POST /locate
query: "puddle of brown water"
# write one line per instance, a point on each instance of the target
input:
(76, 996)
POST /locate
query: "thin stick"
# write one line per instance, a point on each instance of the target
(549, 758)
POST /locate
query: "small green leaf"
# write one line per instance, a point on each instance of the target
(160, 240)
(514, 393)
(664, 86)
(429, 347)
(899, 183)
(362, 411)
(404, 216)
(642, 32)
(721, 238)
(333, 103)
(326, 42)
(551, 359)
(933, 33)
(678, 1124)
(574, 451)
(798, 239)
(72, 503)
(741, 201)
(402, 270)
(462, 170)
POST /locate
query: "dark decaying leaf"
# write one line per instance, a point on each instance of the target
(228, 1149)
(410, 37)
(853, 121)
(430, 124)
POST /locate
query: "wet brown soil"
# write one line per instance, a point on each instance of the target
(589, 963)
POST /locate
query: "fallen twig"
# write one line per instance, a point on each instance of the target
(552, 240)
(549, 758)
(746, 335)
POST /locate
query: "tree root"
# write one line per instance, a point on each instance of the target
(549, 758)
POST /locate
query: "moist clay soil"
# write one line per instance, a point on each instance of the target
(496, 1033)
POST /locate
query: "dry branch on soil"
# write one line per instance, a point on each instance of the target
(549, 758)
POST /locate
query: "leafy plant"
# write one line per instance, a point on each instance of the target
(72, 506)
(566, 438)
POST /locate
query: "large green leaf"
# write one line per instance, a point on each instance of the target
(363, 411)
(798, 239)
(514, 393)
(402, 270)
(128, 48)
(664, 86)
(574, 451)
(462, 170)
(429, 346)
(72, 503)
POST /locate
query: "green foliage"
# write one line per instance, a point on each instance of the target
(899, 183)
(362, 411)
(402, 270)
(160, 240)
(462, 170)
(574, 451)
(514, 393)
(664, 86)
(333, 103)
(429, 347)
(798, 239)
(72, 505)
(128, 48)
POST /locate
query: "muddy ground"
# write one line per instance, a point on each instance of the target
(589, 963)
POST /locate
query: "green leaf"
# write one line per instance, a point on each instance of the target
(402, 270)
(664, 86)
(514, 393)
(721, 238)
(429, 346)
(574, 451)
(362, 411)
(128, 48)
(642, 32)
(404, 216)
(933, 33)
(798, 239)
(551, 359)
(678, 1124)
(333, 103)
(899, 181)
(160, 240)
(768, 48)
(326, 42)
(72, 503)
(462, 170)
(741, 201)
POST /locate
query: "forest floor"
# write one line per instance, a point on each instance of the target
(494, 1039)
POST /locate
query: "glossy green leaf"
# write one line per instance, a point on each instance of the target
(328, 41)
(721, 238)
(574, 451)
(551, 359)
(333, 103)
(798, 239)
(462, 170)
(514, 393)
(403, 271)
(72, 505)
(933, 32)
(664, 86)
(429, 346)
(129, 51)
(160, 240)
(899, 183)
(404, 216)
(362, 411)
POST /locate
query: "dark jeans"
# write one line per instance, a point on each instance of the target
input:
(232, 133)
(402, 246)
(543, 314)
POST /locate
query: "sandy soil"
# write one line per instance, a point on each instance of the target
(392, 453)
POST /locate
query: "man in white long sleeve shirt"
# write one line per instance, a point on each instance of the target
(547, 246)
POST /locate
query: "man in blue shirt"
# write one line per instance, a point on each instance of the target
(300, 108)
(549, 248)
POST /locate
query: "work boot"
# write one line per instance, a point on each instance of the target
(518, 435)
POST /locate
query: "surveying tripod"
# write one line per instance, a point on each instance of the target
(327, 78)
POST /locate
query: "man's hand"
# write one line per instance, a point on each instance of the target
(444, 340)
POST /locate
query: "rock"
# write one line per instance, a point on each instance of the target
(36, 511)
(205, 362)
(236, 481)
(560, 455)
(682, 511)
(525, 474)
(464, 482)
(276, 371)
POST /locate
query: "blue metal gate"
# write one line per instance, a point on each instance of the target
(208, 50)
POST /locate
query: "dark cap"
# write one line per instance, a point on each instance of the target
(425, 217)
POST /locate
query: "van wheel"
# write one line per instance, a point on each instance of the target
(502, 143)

» About this exercise
Transcribe the material above in full, keeping every word.

» Result
POST /locate
query: "puddle of brown water"
# write one line per instance, a point on each instance of the target
input:
(76, 996)
POST /locate
query: "thin stick"
# write one line per instance, a point on each instance of the target
(549, 758)
POST /locate
query: "small green leaf"
# write one line per instance, a point on each instance of the target
(160, 240)
(514, 393)
(664, 86)
(429, 347)
(899, 183)
(362, 411)
(404, 216)
(642, 32)
(721, 238)
(333, 103)
(326, 42)
(551, 359)
(933, 33)
(678, 1124)
(574, 451)
(798, 239)
(72, 503)
(741, 201)
(402, 270)
(462, 170)
POST /locate
query: "dark decaying leaf"
# write one line per instance, a point on each instance of the target
(228, 1149)
(410, 37)
(853, 121)
(430, 124)
POST /locate
query: "wet brown soil"
# write one line per instance, a point on each instance of the target
(589, 963)
POST /locate
query: "fallen twig"
# write one line per instance, a point on each instance of the target
(552, 240)
(549, 758)
(746, 335)
POST /locate
query: "tree root"
# write one line per instance, a point on each instance of the target
(549, 758)
POST /locate
query: "moist clay soil"
# write one line per instance, a point on each instance of the target
(496, 1033)
POST /locate
query: "dry branch on soil"
# write one line per instance, a point on each instance of the target
(549, 758)
POST /locate
query: "leafy plant"
# write one line per instance, a point on each instance of the target
(72, 506)
(566, 438)
POST /locate
query: "large green leaf"
# write one line per instance, a point on each instance of the target
(363, 411)
(798, 239)
(514, 393)
(402, 270)
(128, 48)
(664, 86)
(574, 451)
(462, 170)
(429, 346)
(72, 503)
POST /locate
query: "green foliage"
# write one line per instance, a point on each instance of the target
(899, 183)
(362, 411)
(402, 270)
(160, 240)
(462, 170)
(574, 451)
(514, 393)
(664, 86)
(333, 103)
(429, 347)
(798, 239)
(72, 505)
(128, 48)
POST /locate
query: "muddy ground"
# write one line per instance, a point on each instance of the target
(589, 963)
POST /locate
query: "green leaf"
# write one line per instance, a point on each instance of the target
(402, 270)
(664, 86)
(514, 393)
(721, 238)
(429, 346)
(574, 451)
(362, 411)
(128, 48)
(642, 32)
(404, 216)
(933, 33)
(798, 239)
(551, 359)
(678, 1124)
(333, 103)
(899, 181)
(160, 240)
(768, 48)
(326, 42)
(72, 503)
(462, 170)
(741, 201)
POST /locate
query: "forest floor"
# write one line per instance, a point on each instance of the target
(494, 1039)
POST /locate
query: "glossy green leaf"
# write one line per instance, a point on each instance of the target
(328, 41)
(721, 238)
(574, 451)
(551, 359)
(333, 103)
(798, 239)
(462, 170)
(514, 393)
(403, 271)
(72, 505)
(933, 32)
(664, 86)
(429, 346)
(129, 51)
(160, 240)
(899, 183)
(404, 216)
(362, 411)
POST /locate
query: "dark jeans"
# write one line per instance, a point on each instance of the target
input:
(232, 133)
(402, 246)
(543, 314)
POST /locate
query: "sandy soil"
# write one line per instance, a point on each instance of the target
(392, 453)
POST /locate
query: "man in white long sleeve shirt"
# write one line per instance, a point on each instance of the target
(547, 246)
POST /locate
query: "man in blue shirt"
# write one line per instance, a point on each instance of the target
(300, 108)
(549, 248)
POST /locate
query: "work boot"
# write one line per instance, a point on each instance of the target
(518, 435)
POST /locate
query: "surveying tripod"
# write one line per instance, a point on each instance of the target
(327, 78)
POST /locate
query: "man's hand"
# write one line per instance, a point on each instance of the target
(444, 340)
POST /locate
query: "rock"
# write one line per instance, a point on each instance of the target
(36, 511)
(205, 362)
(236, 481)
(560, 455)
(682, 511)
(525, 474)
(464, 482)
(276, 371)
POST /locate
query: "blue metal gate"
# write one line per instance, a point on each instance of the target
(208, 50)
POST /locate
query: "dark cap"
# write one line per instance, a point on each instance of the target
(425, 217)
POST /locate
query: "van wheel"
# write one line per instance, a point on each instance of the target
(502, 143)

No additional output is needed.